-- begin INPUT RECORDS --

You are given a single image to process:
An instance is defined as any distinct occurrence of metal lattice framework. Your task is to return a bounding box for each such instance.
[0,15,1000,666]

-- end INPUT RECORDS --
-- begin INPUT RECORDS --

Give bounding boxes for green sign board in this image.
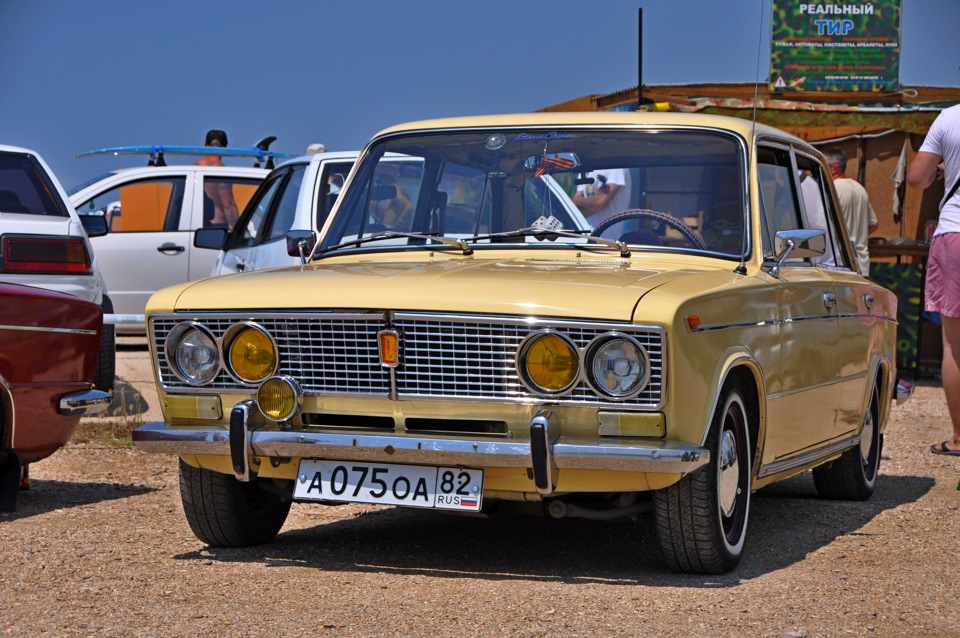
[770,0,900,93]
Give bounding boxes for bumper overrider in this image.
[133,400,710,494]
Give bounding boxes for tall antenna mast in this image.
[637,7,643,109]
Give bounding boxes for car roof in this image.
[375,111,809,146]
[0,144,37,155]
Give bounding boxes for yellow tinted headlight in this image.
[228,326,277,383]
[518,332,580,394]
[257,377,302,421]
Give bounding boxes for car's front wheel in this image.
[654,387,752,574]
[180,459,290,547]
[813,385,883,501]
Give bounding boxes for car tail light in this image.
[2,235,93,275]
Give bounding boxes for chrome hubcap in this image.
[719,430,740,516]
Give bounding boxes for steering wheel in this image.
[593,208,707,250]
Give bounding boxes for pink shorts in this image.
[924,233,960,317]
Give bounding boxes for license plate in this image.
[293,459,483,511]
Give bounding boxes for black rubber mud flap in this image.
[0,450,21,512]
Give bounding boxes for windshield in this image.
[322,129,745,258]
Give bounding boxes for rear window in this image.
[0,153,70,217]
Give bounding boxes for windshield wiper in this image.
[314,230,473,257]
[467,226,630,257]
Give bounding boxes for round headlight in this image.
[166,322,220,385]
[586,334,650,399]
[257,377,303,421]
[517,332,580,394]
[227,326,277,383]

-- end INPUT RECORDS --
-- begin INPUT RECORDS --

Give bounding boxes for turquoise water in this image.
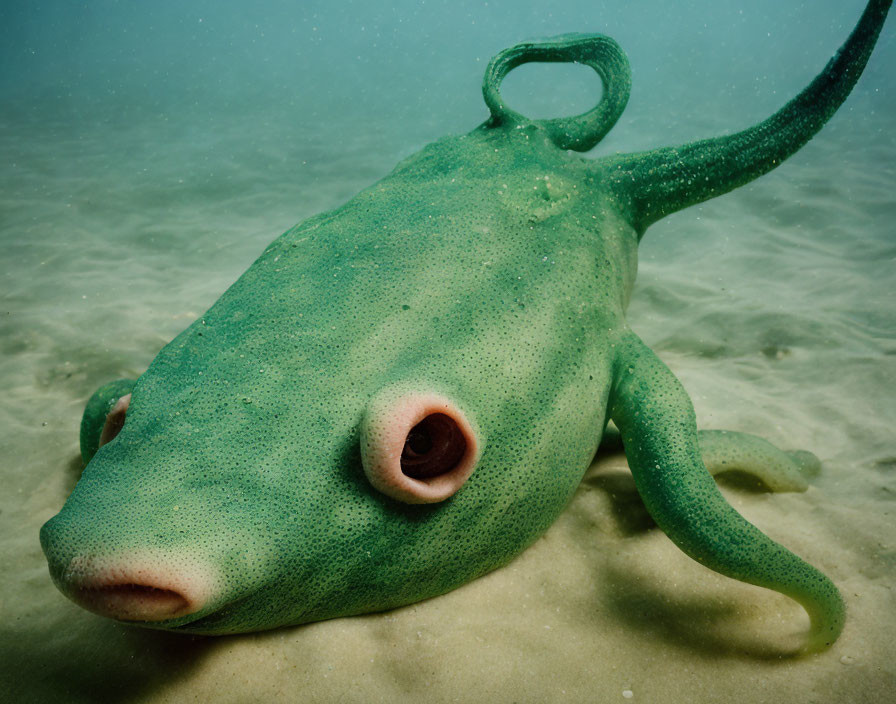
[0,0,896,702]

-- end INPUT RECORDS --

> [TASK REQUIREMENTS] Please copy the records word for word. Begin at the line containing "Give bounding boxes for pink" and stop after the line containing "[227,326,277,383]".

> [ANSWER FOR THIS EXERCISE]
Give bounding boxes for pink shorts in this image.
[924,233,960,317]
Give bounding boxes for license plate in this image.
[293,459,483,511]
Give bounding boxes for black rubber mud flap in this image.
[0,450,21,512]
Give bounding boxes for windshield in this image.
[322,129,745,258]
Give bounding boxes for rear window in this image.
[0,153,70,217]
Give bounding boxes for windshield wiper in this image.
[314,230,473,257]
[467,226,630,257]
Give bounding boxes for round headlight in this image.
[166,322,220,385]
[586,334,650,399]
[257,377,303,421]
[517,332,580,394]
[227,326,277,383]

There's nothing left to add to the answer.